**What needs to be done**
Please format the records below as a two-column CSV with the header input,output. Give one row per record, with its text under input and its answer under output, each in a single quoted field with line breaks replaced by spaces.

**Data**
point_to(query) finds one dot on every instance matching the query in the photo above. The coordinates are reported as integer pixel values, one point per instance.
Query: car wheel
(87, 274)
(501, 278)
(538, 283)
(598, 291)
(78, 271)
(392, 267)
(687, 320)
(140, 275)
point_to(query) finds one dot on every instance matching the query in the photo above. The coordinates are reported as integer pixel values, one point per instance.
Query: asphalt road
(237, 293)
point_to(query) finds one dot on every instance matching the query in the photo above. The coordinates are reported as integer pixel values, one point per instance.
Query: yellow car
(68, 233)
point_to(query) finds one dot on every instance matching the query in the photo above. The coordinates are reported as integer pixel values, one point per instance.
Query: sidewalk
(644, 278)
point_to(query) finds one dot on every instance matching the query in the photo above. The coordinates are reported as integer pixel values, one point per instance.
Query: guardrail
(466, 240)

**Exercise output**
input,output
"point_to(query) finds one dot on every instance matching the query in the photo above. The coordinates are reported as integer pixel values, one point per instance. Query: car wheel","(87, 274) (501, 278) (538, 283) (598, 291) (78, 271) (392, 267) (687, 320) (140, 275)"
"point_to(query) finds one dot on every instance matching the query in the photo above. The coordinates are reported as integer pixel values, one point per instance. Query: asphalt road","(237, 293)"
"point_to(query) finds one dot on every instance matching the query in the photo above. The coordinates are reported as integer pixel values, one point per instance. Query: yellow car","(68, 233)"
"point_to(query) finds one dot on every instance matching the query in the photo above. The coordinates are reported as integer pixel values, one point per instance. Query: sidewalk","(644, 278)"
"point_to(query) finds one dot on every instance matching the query in the photo above. The coordinates are reported as integer pixel values, one point per instance. Query: guardrail","(466, 240)"